TASK STATEMENT
Return verbatim the run of lines that opens with the line holding "Annotation task — point out every instance of the tray" and closes with the last line of the records.

[Stored items]

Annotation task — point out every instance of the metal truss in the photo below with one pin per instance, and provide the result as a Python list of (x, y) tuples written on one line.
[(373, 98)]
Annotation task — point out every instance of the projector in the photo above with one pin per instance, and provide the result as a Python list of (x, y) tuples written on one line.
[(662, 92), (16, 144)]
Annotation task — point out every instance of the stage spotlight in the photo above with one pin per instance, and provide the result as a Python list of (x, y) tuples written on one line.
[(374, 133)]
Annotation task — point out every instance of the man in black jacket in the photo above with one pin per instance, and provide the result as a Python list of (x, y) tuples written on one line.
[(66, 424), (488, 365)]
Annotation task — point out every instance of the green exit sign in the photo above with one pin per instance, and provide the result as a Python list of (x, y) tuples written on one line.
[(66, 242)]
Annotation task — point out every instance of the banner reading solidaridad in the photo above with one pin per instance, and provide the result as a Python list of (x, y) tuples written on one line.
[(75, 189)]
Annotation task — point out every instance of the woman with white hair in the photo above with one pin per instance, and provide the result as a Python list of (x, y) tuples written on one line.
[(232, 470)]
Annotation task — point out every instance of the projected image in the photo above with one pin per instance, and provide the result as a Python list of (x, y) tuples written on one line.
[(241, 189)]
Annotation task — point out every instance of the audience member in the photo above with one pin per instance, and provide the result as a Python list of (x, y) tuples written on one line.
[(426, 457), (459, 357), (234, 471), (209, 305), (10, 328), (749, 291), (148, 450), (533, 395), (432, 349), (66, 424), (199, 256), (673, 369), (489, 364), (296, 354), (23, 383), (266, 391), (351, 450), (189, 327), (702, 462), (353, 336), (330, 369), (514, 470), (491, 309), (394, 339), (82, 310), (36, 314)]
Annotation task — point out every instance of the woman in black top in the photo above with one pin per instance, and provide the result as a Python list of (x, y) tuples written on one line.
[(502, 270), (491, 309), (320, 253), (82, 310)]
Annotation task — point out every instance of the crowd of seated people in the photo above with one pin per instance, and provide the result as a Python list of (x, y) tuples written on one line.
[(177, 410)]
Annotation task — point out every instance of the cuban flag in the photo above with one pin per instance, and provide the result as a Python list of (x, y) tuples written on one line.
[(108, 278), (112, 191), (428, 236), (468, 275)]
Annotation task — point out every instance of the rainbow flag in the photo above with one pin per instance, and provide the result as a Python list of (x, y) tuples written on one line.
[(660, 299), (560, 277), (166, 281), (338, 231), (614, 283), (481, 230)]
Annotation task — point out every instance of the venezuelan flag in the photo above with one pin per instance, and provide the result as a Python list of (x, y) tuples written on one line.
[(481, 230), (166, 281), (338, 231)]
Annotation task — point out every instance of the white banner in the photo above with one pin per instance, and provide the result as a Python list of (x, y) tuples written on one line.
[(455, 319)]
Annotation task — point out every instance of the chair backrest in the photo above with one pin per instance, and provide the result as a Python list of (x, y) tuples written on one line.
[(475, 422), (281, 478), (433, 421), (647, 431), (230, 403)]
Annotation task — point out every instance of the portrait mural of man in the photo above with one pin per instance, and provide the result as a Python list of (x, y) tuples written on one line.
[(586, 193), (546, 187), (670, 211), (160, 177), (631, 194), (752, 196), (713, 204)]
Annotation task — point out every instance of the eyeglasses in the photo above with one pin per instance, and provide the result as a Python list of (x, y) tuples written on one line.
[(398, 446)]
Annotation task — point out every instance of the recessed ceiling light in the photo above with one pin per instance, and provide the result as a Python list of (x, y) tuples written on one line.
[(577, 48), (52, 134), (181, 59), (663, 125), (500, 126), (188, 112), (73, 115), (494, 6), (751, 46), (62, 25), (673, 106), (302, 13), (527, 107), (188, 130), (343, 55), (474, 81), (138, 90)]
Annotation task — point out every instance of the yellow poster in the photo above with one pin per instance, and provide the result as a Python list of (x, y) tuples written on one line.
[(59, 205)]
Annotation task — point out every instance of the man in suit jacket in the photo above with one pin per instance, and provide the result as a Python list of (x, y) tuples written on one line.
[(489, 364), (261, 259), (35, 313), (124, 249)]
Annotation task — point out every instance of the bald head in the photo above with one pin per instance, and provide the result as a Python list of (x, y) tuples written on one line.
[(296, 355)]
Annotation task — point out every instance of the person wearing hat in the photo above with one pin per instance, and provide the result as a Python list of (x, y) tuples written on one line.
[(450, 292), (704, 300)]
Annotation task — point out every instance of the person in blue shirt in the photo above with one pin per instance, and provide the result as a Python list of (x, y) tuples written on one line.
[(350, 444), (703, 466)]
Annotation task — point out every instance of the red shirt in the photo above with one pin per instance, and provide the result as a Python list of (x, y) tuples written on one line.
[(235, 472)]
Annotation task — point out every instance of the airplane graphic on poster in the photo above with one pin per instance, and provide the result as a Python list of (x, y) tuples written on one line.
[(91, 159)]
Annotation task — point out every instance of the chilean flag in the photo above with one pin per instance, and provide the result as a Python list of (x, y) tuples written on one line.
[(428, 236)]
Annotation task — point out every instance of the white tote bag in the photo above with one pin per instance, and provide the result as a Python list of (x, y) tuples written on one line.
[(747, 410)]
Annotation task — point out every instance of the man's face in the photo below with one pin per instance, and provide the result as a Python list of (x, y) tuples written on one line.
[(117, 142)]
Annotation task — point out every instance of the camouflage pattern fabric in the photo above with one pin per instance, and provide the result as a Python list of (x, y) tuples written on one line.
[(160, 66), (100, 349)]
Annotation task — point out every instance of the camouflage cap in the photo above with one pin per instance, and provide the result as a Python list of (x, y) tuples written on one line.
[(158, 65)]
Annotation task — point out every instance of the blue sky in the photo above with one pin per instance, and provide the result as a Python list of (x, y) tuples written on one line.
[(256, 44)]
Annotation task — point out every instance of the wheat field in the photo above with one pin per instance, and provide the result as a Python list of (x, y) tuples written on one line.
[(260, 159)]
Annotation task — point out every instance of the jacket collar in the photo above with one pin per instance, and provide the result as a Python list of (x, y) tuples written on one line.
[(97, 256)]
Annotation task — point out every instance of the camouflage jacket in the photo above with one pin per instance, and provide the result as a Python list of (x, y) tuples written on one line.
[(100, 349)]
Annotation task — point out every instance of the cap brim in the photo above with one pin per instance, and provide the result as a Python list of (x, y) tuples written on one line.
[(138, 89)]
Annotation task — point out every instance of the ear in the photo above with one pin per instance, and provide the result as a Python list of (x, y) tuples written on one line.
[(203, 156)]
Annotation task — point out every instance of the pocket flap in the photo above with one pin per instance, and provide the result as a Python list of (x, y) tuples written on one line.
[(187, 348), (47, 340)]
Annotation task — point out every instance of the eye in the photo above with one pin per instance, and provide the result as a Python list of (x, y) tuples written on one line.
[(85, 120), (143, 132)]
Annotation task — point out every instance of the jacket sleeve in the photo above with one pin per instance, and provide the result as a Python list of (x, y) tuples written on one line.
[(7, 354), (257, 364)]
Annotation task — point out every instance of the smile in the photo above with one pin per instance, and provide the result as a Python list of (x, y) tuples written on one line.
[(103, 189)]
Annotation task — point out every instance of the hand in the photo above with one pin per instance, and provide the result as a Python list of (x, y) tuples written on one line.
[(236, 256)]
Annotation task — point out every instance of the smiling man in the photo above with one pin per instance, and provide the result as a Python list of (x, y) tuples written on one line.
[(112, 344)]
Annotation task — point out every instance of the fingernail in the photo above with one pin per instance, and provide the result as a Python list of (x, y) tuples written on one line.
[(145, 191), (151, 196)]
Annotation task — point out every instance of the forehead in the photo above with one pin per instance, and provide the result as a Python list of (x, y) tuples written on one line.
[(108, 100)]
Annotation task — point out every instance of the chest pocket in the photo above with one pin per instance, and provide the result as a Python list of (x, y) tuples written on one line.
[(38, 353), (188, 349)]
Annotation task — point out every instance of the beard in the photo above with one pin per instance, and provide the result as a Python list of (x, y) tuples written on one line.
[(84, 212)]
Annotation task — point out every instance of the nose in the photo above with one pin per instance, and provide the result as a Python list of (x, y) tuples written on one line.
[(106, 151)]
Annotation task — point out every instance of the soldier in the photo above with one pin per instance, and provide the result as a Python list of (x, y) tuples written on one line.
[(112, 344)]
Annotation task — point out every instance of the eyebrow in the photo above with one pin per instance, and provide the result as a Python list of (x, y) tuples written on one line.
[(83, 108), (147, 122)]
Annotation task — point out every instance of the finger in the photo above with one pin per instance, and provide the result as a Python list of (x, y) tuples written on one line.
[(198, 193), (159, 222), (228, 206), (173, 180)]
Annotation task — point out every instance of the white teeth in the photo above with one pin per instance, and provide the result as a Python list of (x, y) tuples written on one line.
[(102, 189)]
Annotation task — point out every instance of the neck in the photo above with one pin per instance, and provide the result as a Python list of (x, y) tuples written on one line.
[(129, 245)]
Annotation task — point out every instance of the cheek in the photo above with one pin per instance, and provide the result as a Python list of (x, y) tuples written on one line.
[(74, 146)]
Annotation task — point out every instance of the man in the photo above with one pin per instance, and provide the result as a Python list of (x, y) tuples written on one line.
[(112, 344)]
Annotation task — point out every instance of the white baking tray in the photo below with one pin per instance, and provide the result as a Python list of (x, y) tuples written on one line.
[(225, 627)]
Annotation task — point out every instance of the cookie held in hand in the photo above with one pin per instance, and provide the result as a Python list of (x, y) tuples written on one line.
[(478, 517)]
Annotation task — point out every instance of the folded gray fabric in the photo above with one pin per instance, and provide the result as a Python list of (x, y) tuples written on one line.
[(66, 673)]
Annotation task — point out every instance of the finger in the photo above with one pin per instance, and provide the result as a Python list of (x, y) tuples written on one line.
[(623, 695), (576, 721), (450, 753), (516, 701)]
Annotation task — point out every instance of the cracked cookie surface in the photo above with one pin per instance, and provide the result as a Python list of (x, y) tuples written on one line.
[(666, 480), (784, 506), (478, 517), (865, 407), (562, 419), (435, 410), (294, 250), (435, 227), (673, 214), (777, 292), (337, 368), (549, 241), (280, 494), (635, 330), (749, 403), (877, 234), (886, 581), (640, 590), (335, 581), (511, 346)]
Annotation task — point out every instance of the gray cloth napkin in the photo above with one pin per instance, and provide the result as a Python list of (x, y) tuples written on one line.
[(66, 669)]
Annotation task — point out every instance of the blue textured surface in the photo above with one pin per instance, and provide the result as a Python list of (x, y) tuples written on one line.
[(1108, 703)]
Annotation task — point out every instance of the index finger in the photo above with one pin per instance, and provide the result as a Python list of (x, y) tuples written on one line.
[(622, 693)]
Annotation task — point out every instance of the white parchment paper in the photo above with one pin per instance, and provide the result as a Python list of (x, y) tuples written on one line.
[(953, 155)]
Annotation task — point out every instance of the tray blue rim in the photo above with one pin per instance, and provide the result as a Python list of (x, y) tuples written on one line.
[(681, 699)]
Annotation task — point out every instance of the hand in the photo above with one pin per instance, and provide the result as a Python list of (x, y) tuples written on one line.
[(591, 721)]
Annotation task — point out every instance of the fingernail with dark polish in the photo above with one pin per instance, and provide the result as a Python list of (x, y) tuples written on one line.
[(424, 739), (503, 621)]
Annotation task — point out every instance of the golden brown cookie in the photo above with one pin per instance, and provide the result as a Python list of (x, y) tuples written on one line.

THE COMPLETED TASK
Annotation task — point out every instance of the tray blue rim in the photo above with one pin per instance, and provide the result as a Python list of (x, y) tuples written on one line.
[(681, 699)]
Annotation task — point out every instance of the hand in the photo above with one pin per instance, and provide the result as a Python list of (x, y) tuples written on one line.
[(591, 721)]
Annotation task — point out every instance of the fingernail with dark polish in the photo above with one pin per instance, and provide the result as a Python list of (x, y) tuples written on one line.
[(424, 739), (503, 621)]
Annotation task — point out every instance of the golden brown cookie in the photo above with one pin per instance, and provide the result as a Python list of (x, y) tuples written on one line.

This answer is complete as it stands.